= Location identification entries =
-------
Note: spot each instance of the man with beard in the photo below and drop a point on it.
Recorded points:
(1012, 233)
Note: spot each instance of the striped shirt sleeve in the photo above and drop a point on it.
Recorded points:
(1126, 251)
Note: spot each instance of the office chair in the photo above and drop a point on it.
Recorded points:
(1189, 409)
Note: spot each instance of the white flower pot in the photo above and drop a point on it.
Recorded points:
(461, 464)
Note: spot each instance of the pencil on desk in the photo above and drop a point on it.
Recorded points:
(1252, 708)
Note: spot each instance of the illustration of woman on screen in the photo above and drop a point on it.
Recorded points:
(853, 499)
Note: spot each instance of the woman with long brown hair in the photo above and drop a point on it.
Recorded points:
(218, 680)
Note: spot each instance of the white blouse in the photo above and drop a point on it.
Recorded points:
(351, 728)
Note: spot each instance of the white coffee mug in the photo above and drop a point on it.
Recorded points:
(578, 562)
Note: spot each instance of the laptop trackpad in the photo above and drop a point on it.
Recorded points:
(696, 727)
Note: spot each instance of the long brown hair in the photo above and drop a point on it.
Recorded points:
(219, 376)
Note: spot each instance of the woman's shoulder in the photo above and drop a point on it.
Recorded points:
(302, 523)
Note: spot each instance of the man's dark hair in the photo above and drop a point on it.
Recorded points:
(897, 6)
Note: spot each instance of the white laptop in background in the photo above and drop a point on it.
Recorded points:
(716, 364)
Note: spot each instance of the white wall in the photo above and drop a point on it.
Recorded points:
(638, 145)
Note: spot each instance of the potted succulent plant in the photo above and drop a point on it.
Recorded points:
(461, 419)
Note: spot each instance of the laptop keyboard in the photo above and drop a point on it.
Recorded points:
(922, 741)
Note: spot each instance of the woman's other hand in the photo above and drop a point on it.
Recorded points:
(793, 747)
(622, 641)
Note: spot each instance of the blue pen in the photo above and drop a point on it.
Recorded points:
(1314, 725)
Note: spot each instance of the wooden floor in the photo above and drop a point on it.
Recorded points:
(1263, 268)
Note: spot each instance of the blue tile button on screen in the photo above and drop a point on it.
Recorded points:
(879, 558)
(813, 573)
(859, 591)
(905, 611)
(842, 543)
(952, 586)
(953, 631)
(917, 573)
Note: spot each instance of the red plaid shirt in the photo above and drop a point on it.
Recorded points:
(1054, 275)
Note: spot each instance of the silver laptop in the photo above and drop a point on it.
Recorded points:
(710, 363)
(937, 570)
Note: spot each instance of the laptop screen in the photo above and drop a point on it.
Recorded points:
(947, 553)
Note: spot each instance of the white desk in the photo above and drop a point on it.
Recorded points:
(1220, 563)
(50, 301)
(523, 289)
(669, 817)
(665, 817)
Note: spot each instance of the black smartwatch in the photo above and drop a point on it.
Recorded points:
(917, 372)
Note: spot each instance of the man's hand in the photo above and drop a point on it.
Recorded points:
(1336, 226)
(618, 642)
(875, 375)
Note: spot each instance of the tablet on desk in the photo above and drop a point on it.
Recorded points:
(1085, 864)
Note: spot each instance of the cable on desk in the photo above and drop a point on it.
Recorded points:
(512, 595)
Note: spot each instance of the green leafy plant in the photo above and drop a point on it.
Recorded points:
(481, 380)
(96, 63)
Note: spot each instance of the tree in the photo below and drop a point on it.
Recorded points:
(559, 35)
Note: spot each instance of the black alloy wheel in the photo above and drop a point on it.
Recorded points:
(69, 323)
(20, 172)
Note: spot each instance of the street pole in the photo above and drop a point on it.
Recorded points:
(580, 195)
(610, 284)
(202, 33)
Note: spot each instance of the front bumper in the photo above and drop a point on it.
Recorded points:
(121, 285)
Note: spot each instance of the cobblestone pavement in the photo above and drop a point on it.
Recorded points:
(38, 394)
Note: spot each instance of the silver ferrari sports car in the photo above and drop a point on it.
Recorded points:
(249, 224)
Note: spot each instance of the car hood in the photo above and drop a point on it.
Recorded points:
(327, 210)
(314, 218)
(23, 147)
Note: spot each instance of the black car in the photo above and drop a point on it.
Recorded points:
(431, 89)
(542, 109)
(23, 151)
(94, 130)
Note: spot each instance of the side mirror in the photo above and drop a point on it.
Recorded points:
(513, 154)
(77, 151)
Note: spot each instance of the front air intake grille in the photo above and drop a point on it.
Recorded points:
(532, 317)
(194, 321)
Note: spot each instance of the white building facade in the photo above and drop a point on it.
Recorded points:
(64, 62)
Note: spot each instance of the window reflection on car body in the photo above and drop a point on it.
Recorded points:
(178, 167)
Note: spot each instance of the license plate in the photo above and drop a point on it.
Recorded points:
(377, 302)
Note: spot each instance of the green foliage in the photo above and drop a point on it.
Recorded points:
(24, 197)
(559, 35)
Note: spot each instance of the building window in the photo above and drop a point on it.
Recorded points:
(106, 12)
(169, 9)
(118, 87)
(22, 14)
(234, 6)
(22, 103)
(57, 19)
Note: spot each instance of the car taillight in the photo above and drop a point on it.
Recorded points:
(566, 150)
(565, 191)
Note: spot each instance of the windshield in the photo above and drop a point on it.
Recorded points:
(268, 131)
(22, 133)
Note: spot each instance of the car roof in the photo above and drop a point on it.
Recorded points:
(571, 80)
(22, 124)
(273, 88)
-------
Rewrite every row above, swapping "drop a point on it" for "mark it with a point" and keeping everything else unchanged.

Note: spot each instance of the man with beard in the photo below and mark it with a point.
Recorded points:
(1012, 233)
Note: spot each instance of the striped shirt sleeve in the photo above and mark it with a point.
Recorded points:
(1126, 251)
Note: spot each instance of the office chair in the photo above and mark it with a point.
Recorded points:
(1189, 409)
Note: spot each instance of the white flower pot in the photo above and mark it with a point.
Recorded points:
(461, 464)
Note: spot each instance of the pencil on desk in the photo above and mark it with a point.
Recorded points:
(1252, 708)
Note: spot each instance of the illustration of woman on screen in the photo above and mark it with a point.
Recorded points:
(853, 499)
Note: spot each instance of the woman with long brown hair in the photo above and mark it with a point.
Recorded points:
(218, 680)
Note: spot each instance of the white blouse in the photo above and mark it with a point.
Recorded points:
(351, 728)
Note: spot each instance of the white coffee mug in the photo above and mark it with a point.
Recorded points:
(578, 562)
Note: spot each instance of the laptop trackpad in the photo above and mark it with a point.
Recorded points:
(696, 727)
Note: spot each instance of the long brown hair in the photo above and mark it with a point.
Recorded points:
(219, 376)
Note: spot each instance of the woman's shoulder in the photo above and mark it with a point.
Recorded points:
(302, 523)
Note: spot each instance of the man's dark hair in the photo above and mark it with a point.
Recorded points:
(897, 6)
Note: spot each instance of the white laptop in background in the photo above and mark it with a point.
Recorded points:
(716, 364)
Note: spot each instance of the white wall in the photo above and mark it with a point.
Recorded points:
(638, 145)
Note: spot each instance of the potted succulent plant in the photo above and mark it with a point.
Recorded points:
(461, 419)
Note: spot each instance of the laptop keyboard in the photo above and mark it with a point.
Recorded points:
(922, 741)
Note: spot each instance of the woman's other hand in the photo above and mark it with a point.
Recorded points:
(793, 747)
(622, 641)
Note: spot each instance of the blue pen in the photo above and mark it with a point.
Recorded points:
(1314, 725)
Note: spot each instance of the wooden floor in the photo above and mark it with a point.
Recorded points:
(1263, 268)
Note: spot each instance of the blue tile button on screen in the photo above and mark it with a point.
Recorded points:
(879, 558)
(813, 573)
(859, 591)
(905, 611)
(842, 543)
(952, 586)
(953, 631)
(917, 573)
Note: spot each instance of the red plaid shirt in the photo above and mark it with a point.
Recorded points:
(1054, 275)
Note: spot each instance of the silver laptop in the photo above and mark it with a point.
Recorded points:
(710, 363)
(937, 570)
Note: spot each instance of the laptop screen in the photo above and mark it with a point.
Recorded points:
(947, 553)
Note: spot each instance of the white desk in the photo above and mark it with a point.
Recorded points:
(1220, 563)
(50, 301)
(523, 289)
(669, 817)
(665, 817)
Note: spot each instance of the black smartwatch in the photo above and mark it with a point.
Recorded points:
(917, 372)
Note: spot each instance of the man's hand in the photo above and mark it with a point.
Recorded points:
(1336, 226)
(618, 642)
(875, 375)
Note: spot each instance of the tablet on desk in the photo above and mark it with a point.
Recorded points:
(1085, 864)
Note: spot each instance of the cable on desk in the photo above and mark it with a point.
Recorded points:
(512, 595)
Note: spot each instance of the green leafy plant in the photo above and mark it with a point.
Recorded points:
(481, 380)
(96, 63)
Note: spot each instance of the tree in the photo below and mark it with a point.
Recorded points:
(559, 35)
Note: spot each instance of the black alloy wheel in the photo above and mark it with a point.
Recorded points:
(69, 323)
(20, 172)
Note: spot each instance of the street pole in the photo above and mark it with a point.
Recorded points:
(580, 195)
(610, 284)
(202, 33)
Note: spot each instance of the front bumper in the photo above and mark it with a point.
Recorded points:
(121, 285)
Note: spot each instance of the cobblestone pavement in the photo above and mark it with a point.
Recorded points:
(38, 394)
Note: spot each instance of the silver ferrari sports car in the photo above and mark it with a point.
Recorded points:
(249, 224)
Note: spot each instance of the car hood in the photo above and mark it with a point.
Recorded points:
(327, 210)
(314, 218)
(23, 147)
Note: spot each instance of the black car in the photo above and mark it with a point.
Recorded points:
(431, 89)
(542, 109)
(23, 151)
(94, 130)
Note: spot each instance of the side mirror in the photo above and mark it with a point.
Recorded points:
(513, 154)
(77, 151)
Note: spot each instance of the front air intake grille in the photo above and mark it with a point.
Recorded points:
(532, 317)
(194, 321)
Note: spot each instance of the white building facade in the photo above and mark it with a point.
Recorded points:
(64, 62)
Note: spot each instance of the window reflection on car body in the photo above and mark it with a point.
Recorded points:
(178, 167)
Note: spot each instance of the license plate in the photo above and mark it with a point.
Recorded points:
(377, 302)
Note: spot each instance of the green foliage in the photo above and mark it with a point.
Recorded points:
(24, 197)
(559, 35)
Note: spot each instance of the building window in the photo above and mark it with a point.
Recorded points:
(106, 12)
(169, 9)
(118, 87)
(22, 14)
(234, 6)
(22, 103)
(57, 19)
Note: spot each instance of the car taillight in the photo above and mark it with a point.
Recorded points:
(566, 150)
(565, 191)
Note: spot each instance of the windshield in the photo above and mark it with a point.
Recorded points:
(268, 131)
(22, 133)
Note: spot each instance of the car roof in the photo above and mark it with a point.
Recorded points:
(571, 80)
(22, 124)
(273, 88)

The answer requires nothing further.